===== Data for processing =====
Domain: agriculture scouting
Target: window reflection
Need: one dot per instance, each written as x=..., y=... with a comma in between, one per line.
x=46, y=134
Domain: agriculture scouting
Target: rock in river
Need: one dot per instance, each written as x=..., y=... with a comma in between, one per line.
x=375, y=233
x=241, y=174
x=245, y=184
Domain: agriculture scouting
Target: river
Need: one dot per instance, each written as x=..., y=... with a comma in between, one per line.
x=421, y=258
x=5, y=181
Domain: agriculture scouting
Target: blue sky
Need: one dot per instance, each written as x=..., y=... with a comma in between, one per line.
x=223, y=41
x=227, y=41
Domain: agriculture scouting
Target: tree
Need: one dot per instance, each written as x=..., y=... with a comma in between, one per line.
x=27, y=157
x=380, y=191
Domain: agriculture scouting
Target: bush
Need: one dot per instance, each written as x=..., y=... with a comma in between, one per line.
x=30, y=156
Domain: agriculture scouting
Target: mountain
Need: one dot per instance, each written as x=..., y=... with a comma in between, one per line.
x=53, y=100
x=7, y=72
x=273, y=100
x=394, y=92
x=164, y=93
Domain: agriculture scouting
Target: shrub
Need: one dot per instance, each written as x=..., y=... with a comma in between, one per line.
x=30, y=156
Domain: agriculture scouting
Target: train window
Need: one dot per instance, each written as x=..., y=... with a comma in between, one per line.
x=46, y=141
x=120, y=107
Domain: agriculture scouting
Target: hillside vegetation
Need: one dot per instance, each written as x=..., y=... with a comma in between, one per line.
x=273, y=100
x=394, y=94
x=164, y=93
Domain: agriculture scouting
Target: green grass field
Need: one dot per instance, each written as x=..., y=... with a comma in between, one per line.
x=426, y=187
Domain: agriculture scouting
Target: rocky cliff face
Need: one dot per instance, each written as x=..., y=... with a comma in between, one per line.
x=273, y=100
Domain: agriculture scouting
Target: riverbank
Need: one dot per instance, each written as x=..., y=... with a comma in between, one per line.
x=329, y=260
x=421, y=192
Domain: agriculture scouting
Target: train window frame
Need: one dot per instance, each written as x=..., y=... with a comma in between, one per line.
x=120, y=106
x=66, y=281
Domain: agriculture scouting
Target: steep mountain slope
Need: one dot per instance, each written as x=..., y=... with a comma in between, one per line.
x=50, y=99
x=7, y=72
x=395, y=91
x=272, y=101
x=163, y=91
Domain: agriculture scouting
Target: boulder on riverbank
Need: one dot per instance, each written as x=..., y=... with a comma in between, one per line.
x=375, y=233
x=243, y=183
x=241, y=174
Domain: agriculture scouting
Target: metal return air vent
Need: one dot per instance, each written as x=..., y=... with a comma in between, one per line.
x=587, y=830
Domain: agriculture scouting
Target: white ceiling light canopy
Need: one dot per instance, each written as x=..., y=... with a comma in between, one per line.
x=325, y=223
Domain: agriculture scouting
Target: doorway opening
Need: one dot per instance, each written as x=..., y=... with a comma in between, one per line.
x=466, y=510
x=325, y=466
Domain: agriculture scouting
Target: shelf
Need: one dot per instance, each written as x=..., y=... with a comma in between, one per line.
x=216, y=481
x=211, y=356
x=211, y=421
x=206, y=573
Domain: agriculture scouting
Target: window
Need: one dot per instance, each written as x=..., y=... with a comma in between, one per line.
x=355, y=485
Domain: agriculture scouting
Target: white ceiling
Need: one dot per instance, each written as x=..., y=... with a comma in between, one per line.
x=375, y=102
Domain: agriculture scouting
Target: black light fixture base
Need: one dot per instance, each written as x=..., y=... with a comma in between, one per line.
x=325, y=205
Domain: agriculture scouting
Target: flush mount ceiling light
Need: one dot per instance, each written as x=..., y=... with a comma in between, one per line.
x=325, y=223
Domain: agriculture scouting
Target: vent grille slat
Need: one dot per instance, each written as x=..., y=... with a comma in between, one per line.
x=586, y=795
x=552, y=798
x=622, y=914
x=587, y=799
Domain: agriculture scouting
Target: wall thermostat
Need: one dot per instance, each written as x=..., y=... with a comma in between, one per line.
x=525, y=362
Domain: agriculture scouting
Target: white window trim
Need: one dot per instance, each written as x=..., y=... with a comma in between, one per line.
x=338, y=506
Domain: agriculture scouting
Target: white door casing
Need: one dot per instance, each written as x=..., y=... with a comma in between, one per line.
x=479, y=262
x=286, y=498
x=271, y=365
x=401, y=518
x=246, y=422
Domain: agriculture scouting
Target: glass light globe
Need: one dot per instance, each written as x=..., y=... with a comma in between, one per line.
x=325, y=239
=====
> _Set problem_
Identify every line in the rows above that contains the word "train", treating case as significant, and copy each such line.

> _Result of the exercise_
Target: train window
Target: train window frame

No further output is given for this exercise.